TEXT SEGMENT
I am much more concerned with ISPs blocking *incoming* connections. I know
of one in Belgium which blocks incoming connections to all ports below
1024. This prevents users from hosting their blog on a home machine, for
example. It is becoming realistic to do so on garden variety DSL/cable
connections where the return channel can be as high as 1 Mbit. 

Patrick




On Wed, 11 Nov 2009 02:42:34 +0000, Marcin Cieslak <saper at saper.info>
wrote:
> Telekomunikacja Polska - the largest broadband Internet access provider
in
> Poland
> (and the incumbent telecom operator) plans to block traffic outgoing on
> the tcp/25
> port effective December, 1st 2009. This port is used for the Simple Mail
> Transfer
> Protocol (SMTP) traffic.

LISTED ENTRIES
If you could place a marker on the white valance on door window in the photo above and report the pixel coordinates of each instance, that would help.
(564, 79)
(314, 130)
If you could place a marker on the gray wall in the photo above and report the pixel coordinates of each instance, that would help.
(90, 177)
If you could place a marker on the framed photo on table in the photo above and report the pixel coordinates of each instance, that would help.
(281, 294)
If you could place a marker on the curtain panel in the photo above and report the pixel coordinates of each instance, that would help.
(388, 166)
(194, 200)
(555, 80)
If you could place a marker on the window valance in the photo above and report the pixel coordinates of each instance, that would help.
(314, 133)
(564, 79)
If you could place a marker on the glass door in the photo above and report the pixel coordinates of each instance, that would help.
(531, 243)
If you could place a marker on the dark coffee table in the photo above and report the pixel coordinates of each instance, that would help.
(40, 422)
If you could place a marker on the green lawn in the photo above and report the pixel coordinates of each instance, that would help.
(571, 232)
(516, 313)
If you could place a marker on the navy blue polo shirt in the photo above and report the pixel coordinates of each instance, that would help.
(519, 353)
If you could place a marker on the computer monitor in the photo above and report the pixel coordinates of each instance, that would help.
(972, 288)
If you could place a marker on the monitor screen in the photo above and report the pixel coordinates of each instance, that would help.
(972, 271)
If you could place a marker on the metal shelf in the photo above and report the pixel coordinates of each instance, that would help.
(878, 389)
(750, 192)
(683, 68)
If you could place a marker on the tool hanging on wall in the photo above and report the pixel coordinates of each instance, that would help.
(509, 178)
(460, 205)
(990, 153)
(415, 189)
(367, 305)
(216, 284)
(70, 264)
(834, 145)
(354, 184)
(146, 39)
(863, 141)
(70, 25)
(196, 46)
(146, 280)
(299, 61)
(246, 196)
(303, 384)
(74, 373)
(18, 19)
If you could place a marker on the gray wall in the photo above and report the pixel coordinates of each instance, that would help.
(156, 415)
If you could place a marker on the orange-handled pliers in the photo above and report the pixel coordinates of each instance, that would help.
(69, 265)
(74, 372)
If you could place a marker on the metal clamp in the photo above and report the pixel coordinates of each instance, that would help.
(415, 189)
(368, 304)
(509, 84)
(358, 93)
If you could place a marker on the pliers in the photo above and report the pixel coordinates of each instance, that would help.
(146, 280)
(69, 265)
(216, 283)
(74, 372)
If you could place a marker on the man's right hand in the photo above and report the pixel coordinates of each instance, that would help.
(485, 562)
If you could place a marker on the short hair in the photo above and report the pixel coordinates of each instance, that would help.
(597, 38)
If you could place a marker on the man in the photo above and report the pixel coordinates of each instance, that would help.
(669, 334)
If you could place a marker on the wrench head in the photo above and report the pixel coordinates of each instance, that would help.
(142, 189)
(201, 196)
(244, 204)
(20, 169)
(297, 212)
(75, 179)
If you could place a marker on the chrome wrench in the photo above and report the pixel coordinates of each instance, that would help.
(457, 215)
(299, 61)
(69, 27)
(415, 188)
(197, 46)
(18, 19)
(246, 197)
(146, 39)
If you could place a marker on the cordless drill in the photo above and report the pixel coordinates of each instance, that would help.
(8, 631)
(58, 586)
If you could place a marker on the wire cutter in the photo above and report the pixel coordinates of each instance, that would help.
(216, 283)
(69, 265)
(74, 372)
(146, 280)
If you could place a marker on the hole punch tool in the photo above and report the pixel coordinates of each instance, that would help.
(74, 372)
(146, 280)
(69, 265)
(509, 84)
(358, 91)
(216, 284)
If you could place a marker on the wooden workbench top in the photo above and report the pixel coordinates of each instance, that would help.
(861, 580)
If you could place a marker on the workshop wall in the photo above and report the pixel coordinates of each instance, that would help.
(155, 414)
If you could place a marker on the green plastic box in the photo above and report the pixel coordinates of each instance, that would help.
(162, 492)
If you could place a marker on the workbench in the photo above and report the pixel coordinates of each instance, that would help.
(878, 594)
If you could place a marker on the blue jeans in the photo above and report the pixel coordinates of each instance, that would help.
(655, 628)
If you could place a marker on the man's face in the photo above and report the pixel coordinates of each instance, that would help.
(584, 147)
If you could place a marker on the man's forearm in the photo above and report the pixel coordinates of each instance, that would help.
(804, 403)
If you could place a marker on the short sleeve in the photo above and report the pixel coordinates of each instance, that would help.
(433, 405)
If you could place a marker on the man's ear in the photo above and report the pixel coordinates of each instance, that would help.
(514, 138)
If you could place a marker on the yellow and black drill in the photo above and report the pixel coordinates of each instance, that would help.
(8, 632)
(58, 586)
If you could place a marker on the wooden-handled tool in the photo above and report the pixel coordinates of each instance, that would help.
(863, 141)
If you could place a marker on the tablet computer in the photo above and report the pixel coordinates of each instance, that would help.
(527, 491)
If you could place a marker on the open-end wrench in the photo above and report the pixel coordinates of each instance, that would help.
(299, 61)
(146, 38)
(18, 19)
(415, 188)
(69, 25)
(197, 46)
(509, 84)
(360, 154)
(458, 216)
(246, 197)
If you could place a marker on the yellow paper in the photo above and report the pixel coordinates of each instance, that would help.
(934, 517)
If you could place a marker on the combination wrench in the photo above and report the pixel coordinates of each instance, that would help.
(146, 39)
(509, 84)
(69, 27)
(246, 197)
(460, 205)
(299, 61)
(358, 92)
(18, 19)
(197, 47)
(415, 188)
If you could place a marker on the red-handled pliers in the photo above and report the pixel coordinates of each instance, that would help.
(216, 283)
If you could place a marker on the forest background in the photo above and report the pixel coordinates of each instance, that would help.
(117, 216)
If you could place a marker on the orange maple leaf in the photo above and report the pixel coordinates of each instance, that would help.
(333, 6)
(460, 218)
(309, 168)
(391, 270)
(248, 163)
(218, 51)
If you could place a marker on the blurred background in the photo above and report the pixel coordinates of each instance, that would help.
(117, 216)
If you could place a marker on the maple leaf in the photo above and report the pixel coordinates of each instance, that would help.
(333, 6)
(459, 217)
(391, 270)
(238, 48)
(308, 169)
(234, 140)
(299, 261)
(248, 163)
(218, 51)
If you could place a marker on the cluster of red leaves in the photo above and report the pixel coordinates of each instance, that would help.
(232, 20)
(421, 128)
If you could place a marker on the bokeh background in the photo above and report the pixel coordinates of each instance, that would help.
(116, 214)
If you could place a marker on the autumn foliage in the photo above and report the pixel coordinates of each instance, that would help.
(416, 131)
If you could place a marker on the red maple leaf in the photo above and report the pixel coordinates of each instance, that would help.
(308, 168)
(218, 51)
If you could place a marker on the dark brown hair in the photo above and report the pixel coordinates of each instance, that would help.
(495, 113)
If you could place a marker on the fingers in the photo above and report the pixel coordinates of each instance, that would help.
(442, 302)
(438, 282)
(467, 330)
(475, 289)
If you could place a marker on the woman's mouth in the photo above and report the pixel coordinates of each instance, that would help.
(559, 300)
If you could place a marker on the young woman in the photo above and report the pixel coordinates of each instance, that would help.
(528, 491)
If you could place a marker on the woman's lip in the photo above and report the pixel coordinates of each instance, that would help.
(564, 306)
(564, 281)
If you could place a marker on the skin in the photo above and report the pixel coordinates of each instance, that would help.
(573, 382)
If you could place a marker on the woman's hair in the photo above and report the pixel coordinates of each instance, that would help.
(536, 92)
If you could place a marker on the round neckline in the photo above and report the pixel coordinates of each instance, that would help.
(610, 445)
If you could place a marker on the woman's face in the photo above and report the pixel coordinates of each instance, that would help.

GOAL
Carry on the mailing-list message about ISPs blocking ports, starting after its last sentence.

ANSWER FOR THIS EXERCISE
> 
> Mail submission (tcp/587) from RFC 4009  and SMTP over SSL (tcp/465) are
> going
> to be the recommended ways for their customers to send email using
> third-party
> SMTP relays.
> 
> This change will affect their home (consumer) DSL access customer, 
> This will affect I think over 2 million customers.
> 
> 1. How many of providers in your region implement such a measure?
> 
> 2. If so, do customers have an option to lift the block on request for
> their 
> access line? (Assuming customer authentication via MAC-address or PPP
> and variants is used).
> 
> 3. How does that change influcence customers? Does that change limit
> amount of spam being sent, and if so, to what extent?
> 
> 4. To all: Do you think local ISOC chapter should respond to blocking
> of SMTP traffic? If yes, how?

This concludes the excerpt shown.